─── EXCERPT TO READ

Legal documentation can rarely be described as an edge-of-your-seat read, but the employment equity draft regulations published in February contain some surprising twists and turns, including an apparent “sunset clause” for affirmative action.
On 1 February, the Minister of Employment and Labour, Thembelani Nxesi, published for comment the draft regulations on the proposed sectoral numerical targets contemplated in section 15A of the Employment Equity Act (EEA).
This section was introduced by the amendments signed into law by President Cyril Ramaphosa on 6 April last year. They are still to come into effect.
Section 15A introduced sectoral numerical targets to ensure the equitable representation of people from designated groups (historically disadvantaged groups of people based on race, gender, and disability) at all occupational levels in the workforce. The amendment was set to empower the minister to identify national economic sectors for the purpose of the administration of the EEA and set numerical targets for each of these sectors.
On 12 May 2023, the minister published the draft five-year sectoral numerical targets for the identified national economic sectors.
The numerical targets focused on top and senior management, as well as professionally qualified and skilled levels and people with disabilities “where there is an underrepresentation in relation to the economically active population (EAP)”.
The EAP refers to the demographic composition of individuals – disaggregated by various demographic characteristics, such as race, gender, and disability status – who are actively engaged in the labour market, including those who are employed, unemployed, or seeking employment.

──────

PROBLEM A
Please find each line in the records that contains the word "flag", and copy every such line in full. Treat uppercase and lowercase as different.

─── DATA SHOWN

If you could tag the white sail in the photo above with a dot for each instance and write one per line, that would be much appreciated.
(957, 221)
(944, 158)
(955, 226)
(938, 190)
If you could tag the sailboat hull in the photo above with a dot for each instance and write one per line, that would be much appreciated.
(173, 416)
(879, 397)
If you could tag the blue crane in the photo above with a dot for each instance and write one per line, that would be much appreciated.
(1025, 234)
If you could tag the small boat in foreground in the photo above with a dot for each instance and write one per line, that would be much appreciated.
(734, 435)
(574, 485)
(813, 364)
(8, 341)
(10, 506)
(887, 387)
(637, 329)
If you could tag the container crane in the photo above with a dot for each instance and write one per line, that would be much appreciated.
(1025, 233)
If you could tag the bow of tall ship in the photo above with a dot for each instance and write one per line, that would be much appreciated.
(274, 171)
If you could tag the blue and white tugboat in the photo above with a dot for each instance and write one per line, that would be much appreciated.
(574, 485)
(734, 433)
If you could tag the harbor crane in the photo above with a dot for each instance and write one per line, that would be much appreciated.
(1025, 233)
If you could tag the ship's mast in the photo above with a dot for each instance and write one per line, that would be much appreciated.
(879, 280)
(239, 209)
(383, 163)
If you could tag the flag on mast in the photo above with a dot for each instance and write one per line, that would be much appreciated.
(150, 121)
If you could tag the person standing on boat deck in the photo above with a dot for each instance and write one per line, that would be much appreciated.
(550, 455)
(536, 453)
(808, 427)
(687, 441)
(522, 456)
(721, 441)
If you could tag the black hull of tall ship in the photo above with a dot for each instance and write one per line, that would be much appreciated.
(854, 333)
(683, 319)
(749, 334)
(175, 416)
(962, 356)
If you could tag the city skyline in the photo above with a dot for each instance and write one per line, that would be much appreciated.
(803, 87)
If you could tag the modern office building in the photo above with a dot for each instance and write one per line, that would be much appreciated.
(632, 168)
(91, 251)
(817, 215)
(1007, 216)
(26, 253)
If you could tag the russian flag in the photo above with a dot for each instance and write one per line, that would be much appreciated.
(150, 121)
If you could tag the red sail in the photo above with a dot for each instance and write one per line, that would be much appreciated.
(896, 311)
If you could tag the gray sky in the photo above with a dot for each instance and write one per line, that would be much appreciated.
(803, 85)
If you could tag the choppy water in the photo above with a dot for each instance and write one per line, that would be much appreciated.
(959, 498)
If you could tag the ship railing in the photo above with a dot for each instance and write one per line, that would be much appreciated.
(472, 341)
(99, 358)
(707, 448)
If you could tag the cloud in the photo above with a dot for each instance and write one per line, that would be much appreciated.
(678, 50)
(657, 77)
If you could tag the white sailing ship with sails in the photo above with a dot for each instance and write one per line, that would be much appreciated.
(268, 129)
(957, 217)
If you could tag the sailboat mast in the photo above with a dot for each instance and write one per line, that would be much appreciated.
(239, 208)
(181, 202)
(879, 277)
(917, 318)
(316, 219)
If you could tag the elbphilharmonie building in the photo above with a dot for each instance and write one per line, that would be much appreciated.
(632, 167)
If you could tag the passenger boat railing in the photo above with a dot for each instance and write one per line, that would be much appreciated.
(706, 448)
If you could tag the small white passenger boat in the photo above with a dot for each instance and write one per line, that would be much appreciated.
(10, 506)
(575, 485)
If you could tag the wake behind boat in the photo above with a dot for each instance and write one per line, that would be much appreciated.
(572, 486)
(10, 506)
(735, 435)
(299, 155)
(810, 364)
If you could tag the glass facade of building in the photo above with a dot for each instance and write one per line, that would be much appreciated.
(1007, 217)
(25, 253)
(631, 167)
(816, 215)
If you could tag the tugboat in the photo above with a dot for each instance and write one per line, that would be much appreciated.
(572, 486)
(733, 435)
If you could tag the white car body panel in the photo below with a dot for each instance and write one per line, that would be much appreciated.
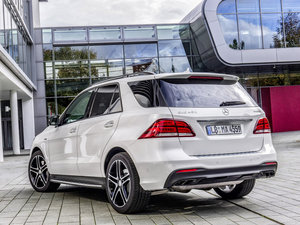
(84, 152)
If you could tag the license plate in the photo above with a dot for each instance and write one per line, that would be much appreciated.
(224, 129)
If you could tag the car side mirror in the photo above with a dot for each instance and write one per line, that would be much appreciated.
(53, 121)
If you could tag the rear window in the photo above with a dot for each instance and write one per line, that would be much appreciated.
(184, 93)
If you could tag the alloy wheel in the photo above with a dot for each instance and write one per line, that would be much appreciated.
(39, 174)
(119, 185)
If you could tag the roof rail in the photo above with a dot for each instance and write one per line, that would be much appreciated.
(124, 76)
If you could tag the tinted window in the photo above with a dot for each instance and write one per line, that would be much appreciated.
(190, 94)
(106, 52)
(77, 109)
(229, 28)
(107, 100)
(147, 93)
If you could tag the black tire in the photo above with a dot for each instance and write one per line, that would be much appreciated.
(39, 175)
(239, 191)
(123, 189)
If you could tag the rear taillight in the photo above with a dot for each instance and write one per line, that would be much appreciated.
(262, 126)
(168, 128)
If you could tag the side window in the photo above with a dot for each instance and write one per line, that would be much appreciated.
(78, 108)
(107, 100)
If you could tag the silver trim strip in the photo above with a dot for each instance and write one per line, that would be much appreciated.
(77, 184)
(205, 186)
(225, 120)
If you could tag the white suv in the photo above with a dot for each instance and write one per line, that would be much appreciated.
(141, 135)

──────

PROBLEM B
Continue the article on the employment equity draft regulations, starting right after its last sentence.

TASK RESULT A
If you could tag the flag on mast in the photo above with a dot for each instance and write one per line, that would be much appreciated.
If you could tag the russian flag in the photo above with a dot for each instance and write one per line, that would be much appreciated.

TASK RESULT B
The targets were tabulated according to economic sector based on race (for example, African, coloured, Indian, and white) and gender, with national and provincial percentages indicated.
Separate targets were outlined for each of these racial and gender categories. The category “black” included African, coloured, and Indian persons.
The national targets were to apply to designated employers operating nationally, while the respective provincial targets were to apply to employers operating in the relevant province.
A designated employer would not be allowed to apply both the national targets and the provincial targets.
What followed was a whirlwind of public comment and debate; and the subsequent settlement agreement regarding the application of the EEA signed between the government and trade union Solidarity in June last year.
Read: Government and Solidarity sign agreement on employment equity
The settlement agreement was made an order of court in October 2023.
How the 2024 draft regulations compare to the 2023 regulations
According to Imraan Mahomed, director: employment law at CDH, there are essentially five broad elements in the 2024 draft regulations that have remained unchanged from the previous one.
- The number of economic sectors listed (18).
- The national targets.
- The fact that the five-year sectoral numerical targets solely focus on top and senior management, as well as professionally qualified and skilled levels and people with disabilities “where there is an underrepresentation in relation to the economically active population (EAP)”.
- The sectoral targets, except those for the financing insurance sector (see the table below).
- Employers will still be required to set numerical targets and goals for semi-skilled and unskilled occupational levels on their own – there’s no sectoral target for that.
The revised definition of “designated employer”, which now excludes those with fewer than 50 employees, also remained unchanged in the 2024 draft regulations.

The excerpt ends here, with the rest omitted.